## [GOAL]
Omit the images. Copy each entry word for word.

[Collected data entries]
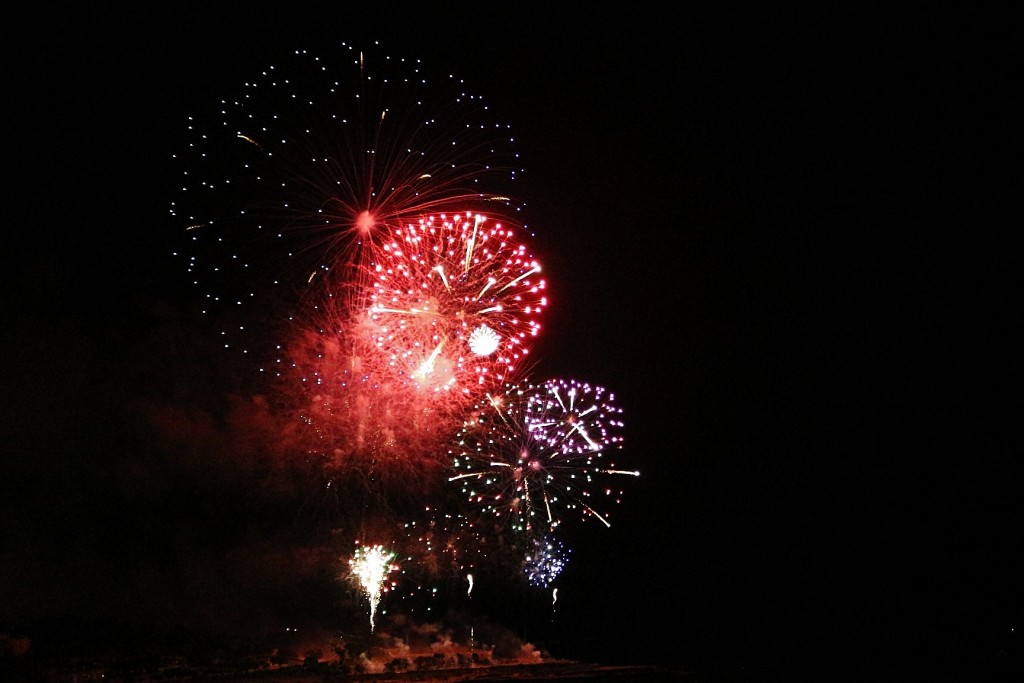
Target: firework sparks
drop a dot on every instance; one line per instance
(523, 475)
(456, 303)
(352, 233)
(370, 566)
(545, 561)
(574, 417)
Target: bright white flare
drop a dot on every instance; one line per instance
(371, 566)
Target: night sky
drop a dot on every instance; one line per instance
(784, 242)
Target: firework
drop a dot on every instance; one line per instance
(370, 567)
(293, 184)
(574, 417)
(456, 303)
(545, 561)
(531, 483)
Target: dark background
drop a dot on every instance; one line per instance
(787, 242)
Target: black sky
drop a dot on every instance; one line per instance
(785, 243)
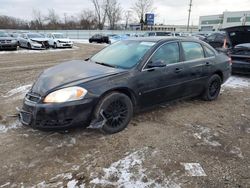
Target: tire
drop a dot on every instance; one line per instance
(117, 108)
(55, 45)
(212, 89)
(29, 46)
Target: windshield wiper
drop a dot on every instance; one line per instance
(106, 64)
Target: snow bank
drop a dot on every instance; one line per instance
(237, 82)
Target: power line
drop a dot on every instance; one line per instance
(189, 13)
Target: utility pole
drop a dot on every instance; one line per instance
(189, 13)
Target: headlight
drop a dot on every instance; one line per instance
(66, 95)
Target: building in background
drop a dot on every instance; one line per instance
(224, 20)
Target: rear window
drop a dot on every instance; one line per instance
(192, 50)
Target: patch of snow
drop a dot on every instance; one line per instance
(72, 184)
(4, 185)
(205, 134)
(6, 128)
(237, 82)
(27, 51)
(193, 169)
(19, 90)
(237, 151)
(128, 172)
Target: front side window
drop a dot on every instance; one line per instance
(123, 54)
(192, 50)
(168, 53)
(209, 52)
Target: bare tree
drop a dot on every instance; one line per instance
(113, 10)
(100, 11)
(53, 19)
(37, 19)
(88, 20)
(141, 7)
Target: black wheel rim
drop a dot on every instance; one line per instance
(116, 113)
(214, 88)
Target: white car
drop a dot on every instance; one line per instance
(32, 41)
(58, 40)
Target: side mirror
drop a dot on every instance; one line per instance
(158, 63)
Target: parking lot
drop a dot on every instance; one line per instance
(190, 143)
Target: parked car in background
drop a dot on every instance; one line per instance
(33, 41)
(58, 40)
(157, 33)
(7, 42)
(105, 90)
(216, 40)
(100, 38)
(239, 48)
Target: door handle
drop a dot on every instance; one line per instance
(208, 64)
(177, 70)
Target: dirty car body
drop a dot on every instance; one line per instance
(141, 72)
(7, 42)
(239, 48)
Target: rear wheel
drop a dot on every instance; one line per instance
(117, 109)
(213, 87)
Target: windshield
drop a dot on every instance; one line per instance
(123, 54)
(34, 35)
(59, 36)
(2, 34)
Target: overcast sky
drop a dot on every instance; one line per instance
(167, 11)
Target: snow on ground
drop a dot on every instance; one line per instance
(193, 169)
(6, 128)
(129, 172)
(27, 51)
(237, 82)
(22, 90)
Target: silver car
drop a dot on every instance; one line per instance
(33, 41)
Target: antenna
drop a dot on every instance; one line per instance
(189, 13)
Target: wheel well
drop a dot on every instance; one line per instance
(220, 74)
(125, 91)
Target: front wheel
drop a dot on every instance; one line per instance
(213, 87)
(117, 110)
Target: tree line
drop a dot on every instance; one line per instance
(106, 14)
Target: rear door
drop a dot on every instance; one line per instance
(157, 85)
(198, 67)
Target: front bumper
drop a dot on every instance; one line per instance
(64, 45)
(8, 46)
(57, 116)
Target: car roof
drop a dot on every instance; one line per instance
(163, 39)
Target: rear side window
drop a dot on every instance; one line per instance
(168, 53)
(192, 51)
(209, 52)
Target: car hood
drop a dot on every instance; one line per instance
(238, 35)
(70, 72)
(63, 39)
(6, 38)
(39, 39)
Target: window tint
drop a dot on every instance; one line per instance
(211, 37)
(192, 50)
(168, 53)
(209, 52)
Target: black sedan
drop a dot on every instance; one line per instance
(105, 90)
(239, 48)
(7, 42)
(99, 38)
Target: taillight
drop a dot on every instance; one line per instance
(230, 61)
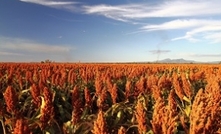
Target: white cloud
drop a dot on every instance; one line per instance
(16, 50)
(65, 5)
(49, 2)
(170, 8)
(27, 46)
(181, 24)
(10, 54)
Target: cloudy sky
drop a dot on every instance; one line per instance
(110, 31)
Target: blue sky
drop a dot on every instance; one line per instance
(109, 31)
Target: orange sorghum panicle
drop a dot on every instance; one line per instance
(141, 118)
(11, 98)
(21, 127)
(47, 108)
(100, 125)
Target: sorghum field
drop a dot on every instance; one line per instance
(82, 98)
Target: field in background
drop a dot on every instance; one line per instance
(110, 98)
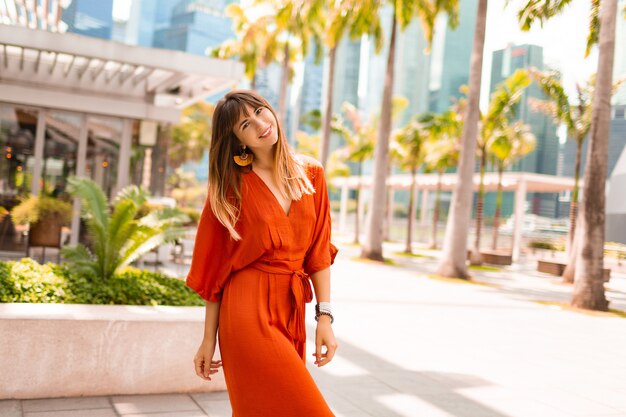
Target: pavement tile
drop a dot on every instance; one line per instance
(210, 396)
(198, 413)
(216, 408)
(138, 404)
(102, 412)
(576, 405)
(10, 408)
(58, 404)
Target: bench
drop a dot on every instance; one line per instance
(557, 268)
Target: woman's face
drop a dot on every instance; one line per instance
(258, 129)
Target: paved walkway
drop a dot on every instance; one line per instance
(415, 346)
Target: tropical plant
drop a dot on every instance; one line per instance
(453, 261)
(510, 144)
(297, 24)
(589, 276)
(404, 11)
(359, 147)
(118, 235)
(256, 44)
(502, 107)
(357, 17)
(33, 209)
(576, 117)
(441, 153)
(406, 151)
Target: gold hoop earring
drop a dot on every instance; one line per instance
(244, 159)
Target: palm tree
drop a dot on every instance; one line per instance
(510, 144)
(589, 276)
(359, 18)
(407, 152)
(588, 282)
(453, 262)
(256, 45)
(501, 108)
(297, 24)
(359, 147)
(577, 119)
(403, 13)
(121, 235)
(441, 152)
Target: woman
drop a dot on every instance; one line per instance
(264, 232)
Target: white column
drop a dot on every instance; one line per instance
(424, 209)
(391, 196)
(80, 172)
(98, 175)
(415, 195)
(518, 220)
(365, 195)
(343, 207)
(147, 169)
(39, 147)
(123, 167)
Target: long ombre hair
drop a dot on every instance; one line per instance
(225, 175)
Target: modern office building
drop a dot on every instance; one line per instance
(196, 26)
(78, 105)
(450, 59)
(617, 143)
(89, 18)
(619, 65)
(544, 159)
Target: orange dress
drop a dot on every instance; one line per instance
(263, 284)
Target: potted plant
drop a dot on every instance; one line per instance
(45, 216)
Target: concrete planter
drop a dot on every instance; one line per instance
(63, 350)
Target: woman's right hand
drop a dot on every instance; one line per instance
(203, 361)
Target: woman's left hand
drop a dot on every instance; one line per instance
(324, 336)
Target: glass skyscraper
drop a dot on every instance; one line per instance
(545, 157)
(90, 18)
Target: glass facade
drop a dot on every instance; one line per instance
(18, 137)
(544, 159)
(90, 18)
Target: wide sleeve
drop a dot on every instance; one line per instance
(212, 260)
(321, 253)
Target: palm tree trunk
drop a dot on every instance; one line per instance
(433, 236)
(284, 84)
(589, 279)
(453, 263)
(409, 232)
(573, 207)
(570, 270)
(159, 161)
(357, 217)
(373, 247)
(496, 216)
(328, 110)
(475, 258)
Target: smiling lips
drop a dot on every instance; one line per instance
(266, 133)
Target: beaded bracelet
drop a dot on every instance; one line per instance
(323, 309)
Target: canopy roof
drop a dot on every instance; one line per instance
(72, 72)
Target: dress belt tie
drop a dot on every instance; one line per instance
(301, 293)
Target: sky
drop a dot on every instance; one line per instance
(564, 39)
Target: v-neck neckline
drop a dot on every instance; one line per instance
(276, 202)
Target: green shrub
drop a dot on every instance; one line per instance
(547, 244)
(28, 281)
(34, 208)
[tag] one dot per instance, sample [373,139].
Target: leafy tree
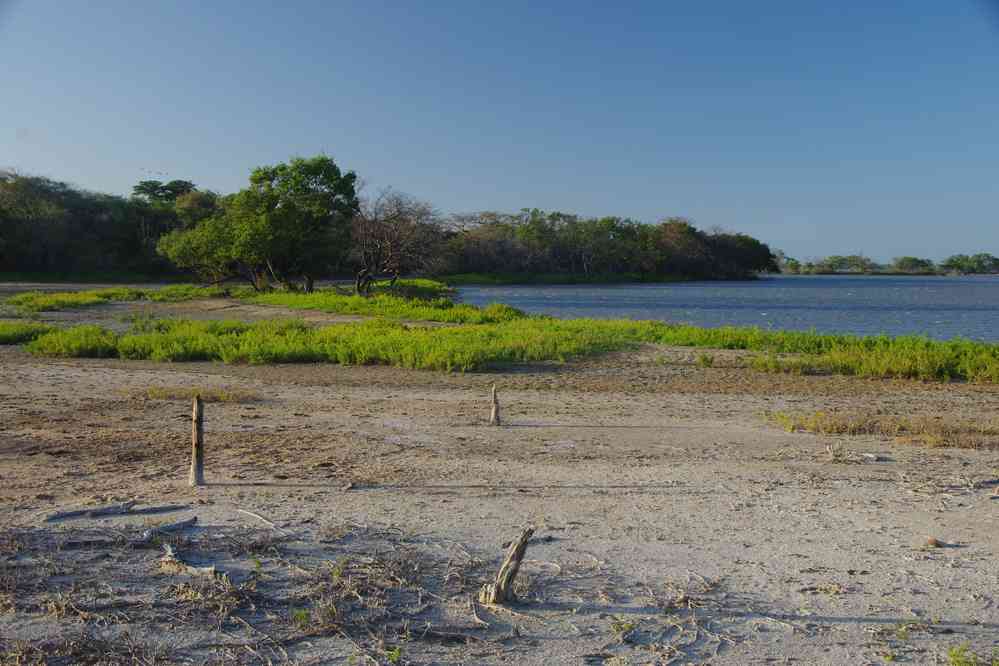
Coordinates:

## [TASK RESPONSE]
Target: firework sparks
drop a dot on every instance; one line per instance
(523, 475)
(456, 303)
(352, 233)
(370, 566)
(545, 561)
(574, 417)
Target: bright white flare
drop a dot on every instance; one line per instance
(371, 566)
Target: night sky
drop a dot on every instance; one line per instance
(784, 242)
Target: firework
drop a dot on every instance; one line per instance
(370, 567)
(293, 184)
(574, 417)
(456, 303)
(545, 561)
(531, 483)
Target: dark background
drop a dot on every instance; one line per instance
(787, 242)
Target: black sky
drop a dot on every instance; one line per instance
(785, 243)
Target: tire
drop a dot on every instance; one line per instance
(117, 108)
(55, 45)
(212, 89)
(29, 46)
Target: windshield wiper
drop a dot on every instance; one line per instance
(106, 64)
Target: snow bank
drop a dot on every instance; one line per instance
(237, 82)
Target: power line
drop a dot on every instance; one line per instance
(189, 13)
Target: utility pole
drop a dot on every instance; one line per instance
(189, 13)
Target: headlight
drop a dot on every instance; one line per instance
(66, 95)
Target: building in background
drop a dot on every instance; one line per instance
(224, 20)
Target: rear window
drop a dot on every instance; one line per instance
(192, 50)
Target: patch of snow
drop a dot on every instance; one line per instance
(72, 184)
(4, 185)
(205, 134)
(6, 128)
(237, 82)
(27, 51)
(193, 169)
(19, 90)
(237, 151)
(128, 172)
Target: front side window
drop a dot on every instance; one line per instance
(123, 54)
(192, 50)
(168, 53)
(209, 52)
Target: bare tree
drop a dot on every instance; one line per instance
(113, 10)
(100, 11)
(53, 19)
(37, 19)
(88, 20)
(141, 7)
Target: black wheel rim
drop a dot on every instance; one line per instance
(116, 113)
(214, 88)
Target: white car
drop a dot on every instance; one line per instance
(32, 41)
(58, 40)
Target: side mirror
drop a dot on every instance; one line per instance
(158, 63)
Target: parking lot
drop a dot on every instance; one line per instance
(190, 143)
Target: parked car in background
drop a dot on every instance; one line per instance
(33, 41)
(58, 40)
(157, 33)
(7, 42)
(105, 90)
(216, 40)
(100, 38)
(239, 48)
Target: door handle
drop a dot on every instance; one line per instance
(208, 64)
(177, 70)
Target: dirty car body
drop a dot on every instance; one line per instance
(141, 72)
(7, 42)
(239, 48)
Target: rear wheel
drop a dot on every instance; one line per instance
(117, 109)
(213, 87)
Target: windshield
drop a dot on every instance; one line per instance
(123, 54)
(34, 35)
(59, 36)
(2, 34)
Target: overcast sky
drop a dot on every instance; one line per instance
(167, 11)
Target: snow on ground
drop a dot on every instance; one line per instance
(193, 169)
(6, 128)
(129, 172)
(27, 51)
(237, 82)
(22, 90)
Target: silver car
drop a dot on every instance; one line per instance
(33, 41)
Target: antenna
drop a dot on every instance; one line per instance
(189, 13)
Target: wheel well
drop a dot on every instance; one line per instance
(220, 74)
(125, 91)
Target: front wheel
drop a dot on every instance; one line per instance
(213, 87)
(117, 110)
Target: tree line
drop a dot on every instance; one line per instance
(106, 14)
Target: rear door
drop a dot on every instance; one line per instance
(157, 85)
(198, 67)
Target: front bumper
drop a dot on every instance; one line per instance
(64, 45)
(8, 46)
(57, 116)
Target: car roof
drop a dot on every instance; one line per instance
(163, 39)
Target: rear side window
drop a dot on every instance; one line per instance
(168, 53)
(192, 51)
(209, 52)
Target: car hood
drop a dot on every instance; one line per instance
(238, 35)
(70, 72)
(63, 39)
(6, 38)
(39, 39)
Target: window tint
drop a dot on every instance; one line per instance
(211, 37)
(192, 50)
(168, 53)
(209, 52)
Target: black sedan
drop a dot on every instance; one line per instance
(105, 90)
(239, 48)
(7, 42)
(99, 38)
Target: taillight
drop a dot on every instance; one line per instance
(230, 61)
Target: white cloud
drop a dot on every instance; one line per instance
(16, 50)
(65, 5)
(49, 2)
(170, 8)
(27, 46)
(181, 24)
(10, 54)
Target: cloudy sky
drop a dot on every instance; one line per instance
(110, 31)
Target: blue sky
drop a dot on every instance; one line per instance
(109, 31)
Target: orange sorghum panicle
drop a dot on every instance; one line per instance
(141, 118)
(11, 98)
(21, 127)
(47, 108)
(100, 125)
Target: sorghum field
drop a dot on every instance; one line per instance
(82, 98)
Target: field in background
drop a dot on every instance; one line per instance
(110, 98)
Target: pavement tile
drop a dot on every instance; one line per instance
(210, 396)
(198, 413)
(216, 408)
(138, 404)
(102, 412)
(576, 405)
(10, 408)
(58, 404)
Target: bench
drop a dot on every instance; one line per instance
(557, 268)
Target: woman's face
drop a dot on every instance; one line per instance
(258, 129)
Target: paved walkway
drop a dot on every instance; one line per instance
(415, 346)
Target: tropical plant
drop a dot on every instance; one line per instance
(453, 261)
(510, 144)
(297, 24)
(589, 276)
(404, 11)
(359, 147)
(118, 235)
(256, 44)
(502, 107)
(357, 17)
(33, 209)
(576, 117)
(441, 153)
(406, 151)
Target: gold hoop earring
drop a dot on every instance; one line per instance
(244, 159)
Target: palm tree
drop a dot on every instance; one line per instance
(510, 144)
(589, 276)
(359, 18)
(407, 152)
(588, 282)
(453, 262)
(256, 45)
(501, 108)
(297, 24)
(359, 147)
(577, 119)
(403, 13)
(121, 235)
(441, 152)
Target: woman
drop a dot on every instance; one line per instance
(264, 232)
Target: white column
drop a dot on every instance; one line per instance
(424, 209)
(391, 196)
(80, 172)
(98, 175)
(415, 195)
(518, 220)
(365, 195)
(343, 207)
(147, 169)
(39, 147)
(123, 167)
Target: long ombre hair
drop a dot on every instance; one line per instance
(225, 175)
Target: modern office building
drop a dot on every instance; one line per instance
(196, 26)
(78, 105)
(450, 59)
(617, 143)
(89, 18)
(619, 65)
(544, 159)
Target: orange dress
drop a dot on every instance; one line per instance
(263, 284)
Target: potted plant
drop a dot on every instance; one line per instance
(45, 216)
Target: concrete planter
drop a dot on every instance; one line per instance
(63, 350)
Target: woman's right hand
drop a dot on every instance; one line per instance
(203, 361)
Target: woman's left hand
drop a dot on every instance; one line per instance
(324, 336)
Target: glass skyscraper
drop a dot on every instance; one line per instance
(545, 157)
(90, 18)
Target: glass facade
drop a dot on every instance; one line per instance
(18, 137)
(544, 159)
(90, 18)
Target: wide sleeve
drop a dot on every instance; one line per instance
(212, 260)
(321, 253)
Target: palm tree trunk
drop a dot on every instance; one line per instance
(433, 236)
(284, 84)
(589, 279)
(453, 263)
(409, 232)
(573, 207)
(570, 270)
(159, 161)
(357, 217)
(373, 247)
(496, 216)
(328, 110)
(475, 258)
Target: smiling lips
drop a dot on every instance; one line per instance
(266, 133)
Target: beaded bracelet
drop a dot on every instance; one line per instance
(323, 309)
Target: canopy roof
drop a dot on every instance; one line per instance
(72, 72)
Target: dress belt tie
drop a dot on every instance; one line per instance
(301, 293)
Target: sky
drop a dot on every instance; one line per instance
(564, 39)
Target: v-neck neckline
drop a dot on every instance; one line per instance
(276, 202)
Target: green shrub
drop a dot on every instance; one line per instance
(547, 244)
(28, 281)
(34, 208)
[tag] one dot per instance, sample [373,139].
Target: leafy tree
Coordinates:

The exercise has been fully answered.